— START Extracted data —

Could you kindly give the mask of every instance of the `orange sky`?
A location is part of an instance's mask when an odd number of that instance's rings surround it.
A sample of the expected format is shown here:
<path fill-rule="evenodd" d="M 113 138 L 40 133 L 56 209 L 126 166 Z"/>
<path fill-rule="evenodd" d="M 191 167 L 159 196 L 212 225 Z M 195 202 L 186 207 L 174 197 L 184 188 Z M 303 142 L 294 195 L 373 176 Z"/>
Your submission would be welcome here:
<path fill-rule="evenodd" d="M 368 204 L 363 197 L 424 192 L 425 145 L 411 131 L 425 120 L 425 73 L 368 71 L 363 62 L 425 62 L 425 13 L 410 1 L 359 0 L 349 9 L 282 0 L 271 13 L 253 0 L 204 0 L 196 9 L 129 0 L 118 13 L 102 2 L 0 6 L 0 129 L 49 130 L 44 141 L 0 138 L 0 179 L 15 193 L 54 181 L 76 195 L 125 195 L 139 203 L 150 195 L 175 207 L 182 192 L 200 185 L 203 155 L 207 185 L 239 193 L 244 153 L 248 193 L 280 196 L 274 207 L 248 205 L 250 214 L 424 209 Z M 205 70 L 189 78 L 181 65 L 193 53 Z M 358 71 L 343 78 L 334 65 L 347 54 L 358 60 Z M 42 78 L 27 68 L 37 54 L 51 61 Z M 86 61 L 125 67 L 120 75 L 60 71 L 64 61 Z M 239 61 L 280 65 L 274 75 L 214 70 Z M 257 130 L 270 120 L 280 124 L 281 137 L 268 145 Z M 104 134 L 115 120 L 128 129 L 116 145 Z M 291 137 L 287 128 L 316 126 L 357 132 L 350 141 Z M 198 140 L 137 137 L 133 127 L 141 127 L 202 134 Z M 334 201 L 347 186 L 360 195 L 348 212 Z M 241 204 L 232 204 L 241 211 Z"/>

— END Extracted data —

Repeat the records word for word from their first line through the line containing "113 138 L 40", including both of those lines.

▶ _Exercise answer_
Could you kindly give the mask of every instance of the `orange sky`?
A location is part of an instance's mask when an odd number of that instance's rings surround it.
A sample of the expected format is shown here:
<path fill-rule="evenodd" d="M 113 138 L 40 133 L 56 209 L 126 166 Z"/>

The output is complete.